EXERCISE PROMPT
Copy the records below word for word, in full. Leave out the pictures.

Image region labeling records:
------------------------------------
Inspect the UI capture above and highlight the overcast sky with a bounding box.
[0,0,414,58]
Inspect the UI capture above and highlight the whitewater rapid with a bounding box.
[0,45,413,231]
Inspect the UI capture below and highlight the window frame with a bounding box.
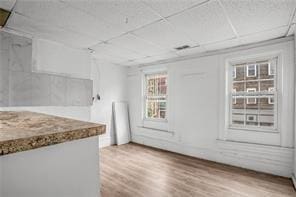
[246,88,257,105]
[247,64,257,77]
[268,62,276,76]
[142,69,169,123]
[224,52,282,133]
[232,67,236,79]
[232,88,236,105]
[268,87,274,105]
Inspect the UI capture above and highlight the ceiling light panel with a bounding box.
[133,20,197,50]
[168,1,235,44]
[221,0,296,36]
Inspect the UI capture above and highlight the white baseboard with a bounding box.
[132,135,293,178]
[292,174,296,189]
[99,136,113,148]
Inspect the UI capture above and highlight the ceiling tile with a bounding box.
[92,43,145,60]
[177,47,205,56]
[0,0,16,10]
[6,13,98,48]
[221,0,296,35]
[133,20,197,50]
[168,1,235,44]
[143,0,207,17]
[287,23,296,36]
[109,33,165,56]
[64,0,160,32]
[203,39,242,51]
[239,26,288,44]
[92,51,128,64]
[134,52,179,64]
[15,0,122,40]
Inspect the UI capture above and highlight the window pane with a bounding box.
[259,97,274,128]
[230,58,277,129]
[146,99,166,119]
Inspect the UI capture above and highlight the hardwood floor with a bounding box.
[100,143,296,197]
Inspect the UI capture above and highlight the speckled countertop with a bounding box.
[0,111,106,156]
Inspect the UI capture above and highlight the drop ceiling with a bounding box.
[0,0,296,66]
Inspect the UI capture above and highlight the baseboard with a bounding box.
[99,136,113,148]
[133,135,293,178]
[292,174,296,189]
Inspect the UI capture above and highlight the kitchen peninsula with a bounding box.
[0,111,106,197]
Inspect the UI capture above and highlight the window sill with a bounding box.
[143,118,168,123]
[227,126,279,133]
[138,126,174,134]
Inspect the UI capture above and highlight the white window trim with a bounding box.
[268,62,275,75]
[142,69,169,123]
[268,87,275,105]
[232,88,236,105]
[247,88,257,105]
[247,64,257,77]
[224,51,282,134]
[246,114,258,122]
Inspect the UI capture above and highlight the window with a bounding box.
[232,67,236,79]
[232,89,236,105]
[144,73,167,120]
[247,88,257,104]
[268,62,275,75]
[268,87,274,105]
[227,57,277,131]
[247,64,257,77]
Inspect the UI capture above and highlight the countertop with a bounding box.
[0,111,106,156]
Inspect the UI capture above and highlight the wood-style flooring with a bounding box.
[100,143,296,197]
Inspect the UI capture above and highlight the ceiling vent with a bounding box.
[0,8,10,29]
[175,45,190,51]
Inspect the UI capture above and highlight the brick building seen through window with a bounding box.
[145,73,167,119]
[230,58,277,129]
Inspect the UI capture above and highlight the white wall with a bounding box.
[292,33,296,188]
[91,59,127,147]
[128,38,294,177]
[0,34,127,146]
[33,39,91,79]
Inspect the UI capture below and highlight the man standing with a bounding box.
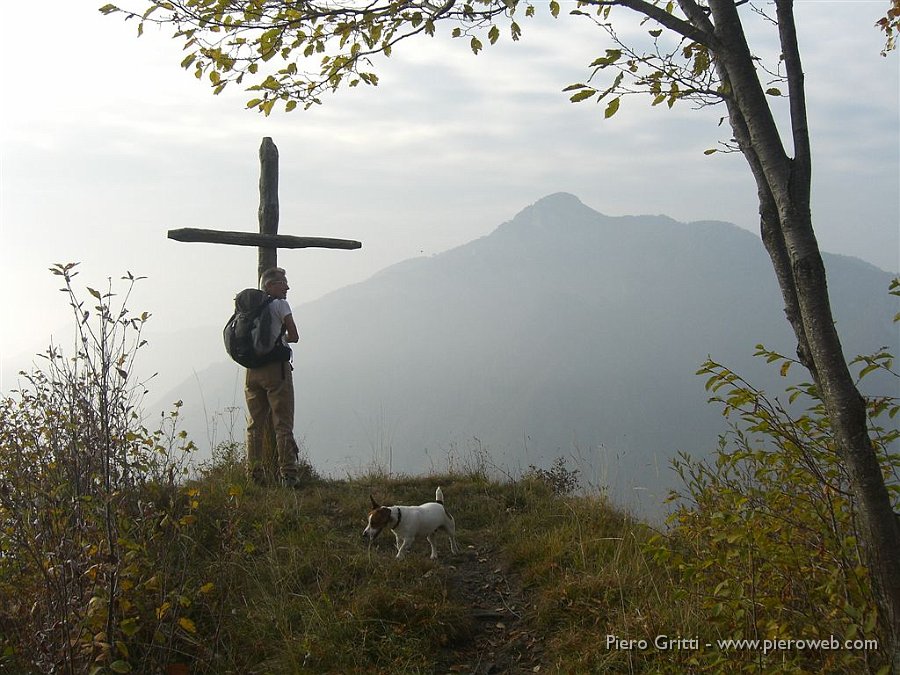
[244,267,300,487]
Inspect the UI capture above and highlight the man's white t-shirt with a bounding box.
[269,298,293,344]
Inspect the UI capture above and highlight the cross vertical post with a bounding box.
[168,136,362,484]
[256,136,279,279]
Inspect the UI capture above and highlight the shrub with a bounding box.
[648,324,900,672]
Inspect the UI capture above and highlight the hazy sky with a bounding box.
[0,0,900,387]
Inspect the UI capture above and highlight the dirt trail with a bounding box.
[435,544,549,675]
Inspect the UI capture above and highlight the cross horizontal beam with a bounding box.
[168,227,362,250]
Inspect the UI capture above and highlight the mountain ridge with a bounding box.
[148,193,897,516]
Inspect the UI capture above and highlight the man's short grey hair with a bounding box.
[259,267,287,291]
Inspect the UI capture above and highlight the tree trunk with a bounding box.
[709,0,900,673]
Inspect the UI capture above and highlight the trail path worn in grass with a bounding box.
[435,542,547,675]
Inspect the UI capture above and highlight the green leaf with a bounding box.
[603,96,622,119]
[569,87,597,103]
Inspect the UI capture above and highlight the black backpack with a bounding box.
[222,288,291,368]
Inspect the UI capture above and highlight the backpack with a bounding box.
[222,288,291,368]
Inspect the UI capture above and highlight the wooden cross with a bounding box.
[168,137,362,474]
[168,137,362,279]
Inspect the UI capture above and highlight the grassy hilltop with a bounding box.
[0,266,900,675]
[0,444,892,674]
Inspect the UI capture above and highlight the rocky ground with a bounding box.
[435,545,549,675]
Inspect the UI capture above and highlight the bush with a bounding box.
[0,264,202,673]
[648,338,900,672]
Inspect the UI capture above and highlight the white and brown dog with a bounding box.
[363,488,459,560]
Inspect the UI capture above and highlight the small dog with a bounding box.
[363,488,459,560]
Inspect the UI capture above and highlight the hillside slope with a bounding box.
[156,193,898,508]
------------------------------------
CORRECT RESPONSE
Inspect the UI capture above and highlight the overcast sky with a bounding box.
[0,0,414,58]
Inspect the UI capture above and highlight the whitewater rapid with a bounding box.
[0,45,413,231]
Inspect the UI capture below and highlight the window frame with a bounding box.
[246,88,257,105]
[247,64,257,77]
[268,62,276,76]
[142,69,169,123]
[224,52,282,133]
[232,67,236,79]
[232,88,236,105]
[268,87,274,105]
Inspect the UI capture above and highlight the ceiling light panel with a bounding box.
[133,20,197,50]
[168,1,235,44]
[221,0,296,36]
Inspect the UI capture above and highlight the white baseboard with a bounding box.
[132,135,293,178]
[292,174,296,189]
[99,136,113,148]
Inspect the UI capture above and highlight the ceiling tile with a bounding box.
[92,43,145,60]
[177,47,205,56]
[0,0,16,10]
[6,13,98,48]
[221,0,296,35]
[133,20,197,50]
[168,1,235,44]
[143,0,207,17]
[287,23,296,36]
[109,33,165,56]
[64,0,160,32]
[203,39,242,51]
[239,26,288,44]
[92,51,128,64]
[134,52,179,64]
[15,0,122,40]
Inspect the UI capture above and highlight the window pane with a bounding box.
[259,97,274,128]
[230,58,277,129]
[146,99,166,119]
Inspect the UI capture above and highlight the hardwood floor with a bounding box.
[100,143,296,197]
Inspect the UI capture above and highlight the speckled countertop with a bounding box.
[0,111,106,156]
Inspect the UI capture above and highlight the drop ceiling with a bounding box.
[0,0,296,66]
Inspect the UI capture above and highlight the baseboard with a bounding box.
[99,136,113,148]
[133,135,293,178]
[292,174,296,189]
Inspect the UI capture above and highlight the kitchen peninsula with a bounding box.
[0,111,106,197]
Inspect the UI capture above and highlight the window sill with a bounding box.
[143,118,168,123]
[227,126,279,133]
[138,126,174,134]
Inspect the UI capture above and highlight the white window trim with a bounding box.
[268,62,275,75]
[142,69,169,123]
[268,87,275,105]
[232,88,236,105]
[247,88,257,105]
[247,64,257,77]
[224,51,282,134]
[246,114,258,122]
Inspect the UI capture above and highlight the window with a bounding box.
[232,67,236,79]
[232,89,236,105]
[144,73,167,120]
[247,88,257,104]
[268,62,275,75]
[268,87,274,105]
[227,57,277,131]
[247,64,257,77]
Inspect the UI capture above and highlight the countertop with a bounding box.
[0,111,106,156]
Inspect the UI capture above and highlight the wood-style flooring with a bounding box.
[100,143,296,197]
Inspect the UI capture above and highlight the ceiling vent with a bounding box.
[0,8,10,29]
[175,45,190,51]
Inspect the UI capture above and highlight the brick building seen through window with a bounding box.
[145,73,167,119]
[230,58,277,129]
Inspect the UI capture above and highlight the white wall with a bounding box.
[292,33,296,188]
[91,59,127,147]
[128,38,294,177]
[0,34,127,146]
[33,39,91,79]
Inspect the UI capture below and highlight the man standing with a bounding box.
[244,267,300,487]
Inspect the UI capture above and highlight the man's white t-shirt with a bounding box.
[269,298,293,344]
Inspect the UI capture above and highlight the cross vertical post with a bounding box.
[168,136,362,484]
[256,136,279,279]
Inspect the UI capture above and highlight the shrub with a bounding box.
[648,324,900,672]
Inspect the UI capture above and highlight the hazy sky with a bounding box.
[0,0,900,387]
Inspect the UI capture above and highlight the dirt trail with a bounding box.
[435,544,549,675]
Inspect the UI capture above and highlight the cross horizontal beam with a bounding box.
[168,227,362,250]
Inspect the UI capture above and highlight the mountain ridge with a bounding box.
[148,193,897,516]
Inspect the UI capture above and highlight the man's short grey hair with a bounding box.
[259,267,287,291]
Inspect the UI capture above and highlight the tree trunk with a bounding box.
[709,0,900,673]
Inspect the UI capture above and highlight the trail path worn in grass with a bounding box.
[435,542,547,675]
Inspect the UI capture above and highlight the green leaf with a bounding box.
[603,96,622,119]
[569,87,597,103]
Inspect the UI capture above and highlight the black backpack with a bounding box.
[222,288,291,368]
Inspect the UI capture above and highlight the backpack with a bounding box.
[222,288,291,368]
Inspect the UI capture above and highlight the wooden cross with a bounding box.
[168,137,362,474]
[168,137,362,279]
Inspect the UI capture above and highlight the grassy hilltop with a bounding box.
[0,266,900,675]
[0,444,892,674]
Inspect the UI capture above and highlight the rocky ground with a bounding box.
[435,545,549,675]
Inspect the UI capture above and highlight the bush with a bounding box.
[0,264,202,673]
[648,338,900,672]
Inspect the UI capture above and highlight the white and brown dog with a bounding box.
[363,488,459,560]
Inspect the UI capture above and highlight the small dog with a bounding box.
[363,488,459,560]
Inspect the UI capture above and highlight the hillside slope with a bounding box.
[156,193,898,508]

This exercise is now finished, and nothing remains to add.